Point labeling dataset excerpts
* BEGIN *

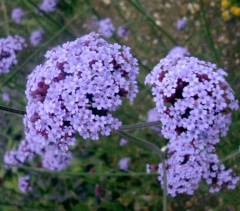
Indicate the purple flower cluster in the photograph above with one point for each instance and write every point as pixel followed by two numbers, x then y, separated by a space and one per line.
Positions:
pixel 9 47
pixel 56 161
pixel 48 5
pixel 76 90
pixel 181 23
pixel 178 50
pixel 17 15
pixel 194 103
pixel 153 116
pixel 24 184
pixel 36 37
pixel 122 31
pixel 123 142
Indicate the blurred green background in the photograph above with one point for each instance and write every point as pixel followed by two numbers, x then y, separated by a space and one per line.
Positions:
pixel 208 35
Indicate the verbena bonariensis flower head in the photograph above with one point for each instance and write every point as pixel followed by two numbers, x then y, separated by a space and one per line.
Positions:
pixel 192 98
pixel 17 15
pixel 191 161
pixel 36 37
pixel 9 47
pixel 181 23
pixel 106 27
pixel 122 31
pixel 48 5
pixel 178 51
pixel 24 184
pixel 55 161
pixel 76 90
pixel 153 116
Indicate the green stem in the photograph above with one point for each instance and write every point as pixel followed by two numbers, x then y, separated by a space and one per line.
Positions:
pixel 208 32
pixel 139 7
pixel 5 17
pixel 82 174
pixel 153 148
pixel 39 49
pixel 49 17
pixel 12 110
pixel 122 128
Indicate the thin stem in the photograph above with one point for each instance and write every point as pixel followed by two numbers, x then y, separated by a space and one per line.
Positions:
pixel 154 148
pixel 5 17
pixel 122 128
pixel 12 110
pixel 82 174
pixel 42 46
pixel 138 126
pixel 208 32
pixel 139 7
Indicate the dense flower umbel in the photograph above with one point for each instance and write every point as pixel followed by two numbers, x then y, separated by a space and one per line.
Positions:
pixel 56 161
pixel 24 184
pixel 17 15
pixel 192 98
pixel 76 90
pixel 153 116
pixel 181 23
pixel 178 50
pixel 9 47
pixel 122 31
pixel 36 37
pixel 48 5
pixel 194 103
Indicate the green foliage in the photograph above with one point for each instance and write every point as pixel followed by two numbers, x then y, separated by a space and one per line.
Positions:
pixel 151 25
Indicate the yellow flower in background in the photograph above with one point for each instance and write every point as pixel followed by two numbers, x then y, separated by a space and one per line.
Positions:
pixel 224 4
pixel 225 15
pixel 235 10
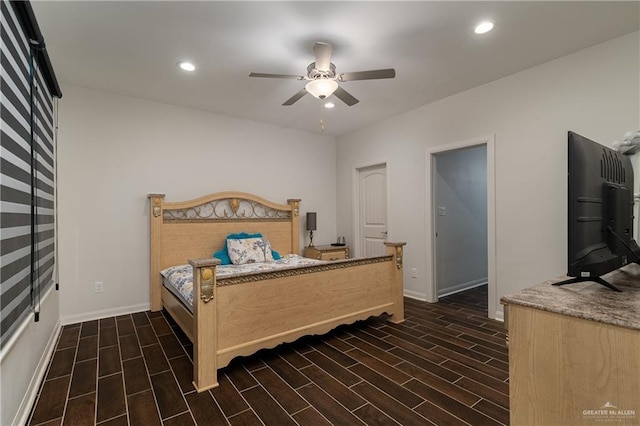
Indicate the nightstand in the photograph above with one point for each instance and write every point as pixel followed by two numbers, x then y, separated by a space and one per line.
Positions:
pixel 327 252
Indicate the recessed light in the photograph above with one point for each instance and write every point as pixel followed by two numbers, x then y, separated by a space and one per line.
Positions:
pixel 483 27
pixel 187 66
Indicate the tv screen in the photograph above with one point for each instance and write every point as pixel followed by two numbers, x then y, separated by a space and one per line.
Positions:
pixel 600 211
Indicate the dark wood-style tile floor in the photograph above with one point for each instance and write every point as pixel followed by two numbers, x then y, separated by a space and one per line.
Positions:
pixel 445 365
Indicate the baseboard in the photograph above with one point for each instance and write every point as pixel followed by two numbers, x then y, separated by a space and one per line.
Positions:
pixel 31 393
pixel 24 411
pixel 415 295
pixel 104 313
pixel 463 286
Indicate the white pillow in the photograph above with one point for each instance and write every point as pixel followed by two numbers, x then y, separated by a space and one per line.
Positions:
pixel 249 250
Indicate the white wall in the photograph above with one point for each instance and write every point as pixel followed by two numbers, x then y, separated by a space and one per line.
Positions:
pixel 593 92
pixel 114 150
pixel 461 189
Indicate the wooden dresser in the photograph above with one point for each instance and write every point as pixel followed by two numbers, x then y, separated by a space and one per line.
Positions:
pixel 327 252
pixel 574 352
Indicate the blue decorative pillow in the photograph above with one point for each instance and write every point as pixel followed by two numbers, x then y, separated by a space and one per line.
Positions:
pixel 223 254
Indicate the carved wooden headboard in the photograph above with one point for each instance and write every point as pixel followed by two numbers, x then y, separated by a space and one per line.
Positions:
pixel 197 228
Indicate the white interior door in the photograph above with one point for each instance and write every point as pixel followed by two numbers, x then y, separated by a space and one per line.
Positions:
pixel 373 210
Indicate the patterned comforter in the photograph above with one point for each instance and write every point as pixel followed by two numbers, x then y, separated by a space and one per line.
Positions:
pixel 179 279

* END *

What is needed: Reproduce all of the data exactly, omitting each picture it holds.

Correct response:
Indicate the purple flower cluster in the photograph above with one point for each instance and write every point as pixel followed by two numbers, x then y, separated by a space and one per line.
Positions:
pixel 9 47
pixel 56 161
pixel 48 5
pixel 76 90
pixel 181 23
pixel 178 50
pixel 17 15
pixel 194 103
pixel 153 116
pixel 24 184
pixel 36 37
pixel 122 31
pixel 123 142
Indicate the blurred green background in the photograph above with one point for each instance and write every point as pixel followed by two numbers, x then y, separated by a space and one per line.
Positions:
pixel 208 35
Indicate the verbena bonariensis flower head in the photograph above with one point for each instance and write every point as pixel followed by two numbers, x then y, separated by a space and one per line.
Positions:
pixel 192 98
pixel 17 15
pixel 191 161
pixel 36 37
pixel 9 47
pixel 181 23
pixel 106 27
pixel 122 31
pixel 48 5
pixel 178 51
pixel 24 184
pixel 55 161
pixel 76 90
pixel 153 116
Indicate the green stem in the photograph above with one point for each instance and write every point as pixel followed by two numbers, x then y, separated by a space and one per line.
Positions:
pixel 208 32
pixel 139 7
pixel 5 17
pixel 82 174
pixel 153 148
pixel 39 49
pixel 49 17
pixel 12 110
pixel 122 128
Indicate the thin stem in the photograph above with one point for each instance and write every point as pixel followed by two numbers, x then y, separated by a space and one per line.
Positions:
pixel 154 148
pixel 5 17
pixel 122 128
pixel 12 110
pixel 82 174
pixel 42 46
pixel 138 126
pixel 208 32
pixel 139 7
Indicate the dense flower umbel in the photograph above with one point for each instance and write every point as pixel followed by two numbers, x then y, separated by a space and one per line.
Positions:
pixel 56 161
pixel 24 184
pixel 17 15
pixel 192 98
pixel 76 90
pixel 153 116
pixel 181 23
pixel 178 50
pixel 9 47
pixel 122 31
pixel 36 37
pixel 48 5
pixel 194 103
Indicate the green foliage in the photograph above with one point for each instance and write every point as pixel followed by two numbers, x then y, separated by a space and one per line.
Positions:
pixel 151 25
Indicate the yellow flower in background in the photograph above with one point for each instance and write every point as pixel followed by two numbers, x then y, separated by a space and one per line.
Positions:
pixel 224 4
pixel 225 15
pixel 235 10
Indicate the nightstand in the photograph above with one point for each instance and write every point as pixel followed by two numbers, x then y, separated by a space and one per line.
Positions:
pixel 327 252
Indicate the recessed light in the photograph above with one point for each instance and write every point as pixel followed by two numbers, x then y, separated by a space and one per line.
Positions:
pixel 483 27
pixel 187 66
Indicate the tv screen in the photograph above with one point for each instance and write every point as pixel followed by two numbers, x then y, separated by a space and one per line.
Positions:
pixel 600 211
Indicate the dark wood-style tile floor in the photograph above with one point for each instance and write every point as pixel followed by two numbers, x then y, separated by a space and one per line.
Positions:
pixel 445 365
Indicate the baseboard in the photograph above with one point for each instance and write every point as pixel followed by two numbers, x then y, separated by a space and one per line.
Positions:
pixel 31 393
pixel 24 411
pixel 415 295
pixel 104 313
pixel 463 286
Indicate the white pillow in the photograph above with one point for each instance and write every point as pixel followed by two numbers, x then y, separated by a space and one per line.
Positions:
pixel 249 250
Indicate the white wall in the photograph above with one point for each instance and write every point as pixel followed by two numbers, x then y, separated by a space and one per line.
Positions:
pixel 593 92
pixel 114 150
pixel 461 189
Indicate the wooden dresser in the photograph above with one point for each instance and write every point as pixel followed by two numbers, x then y, separated by a space and one per line.
Positions:
pixel 327 252
pixel 574 352
Indicate the blue decorative pillow in the photograph above with one point for each instance and write every point as pixel followed by two numbers, x then y, separated by a space and one per line.
Positions:
pixel 223 254
Indicate the carved wooden headboard in the photograph above with one point for each instance and write every point as pixel followed by two numbers, x then y, separated by a space and one per line.
Positions:
pixel 197 228
Indicate the white interior door in the photograph above with one point for each instance and write every point as pixel followed by two numbers, x then y, separated by a space and one per line.
Positions:
pixel 373 210
Indicate the patterned comforter in the photograph above with one point for each instance and write every point as pixel followed by two numbers, x then y, separated by a space and one per line.
Positions:
pixel 179 279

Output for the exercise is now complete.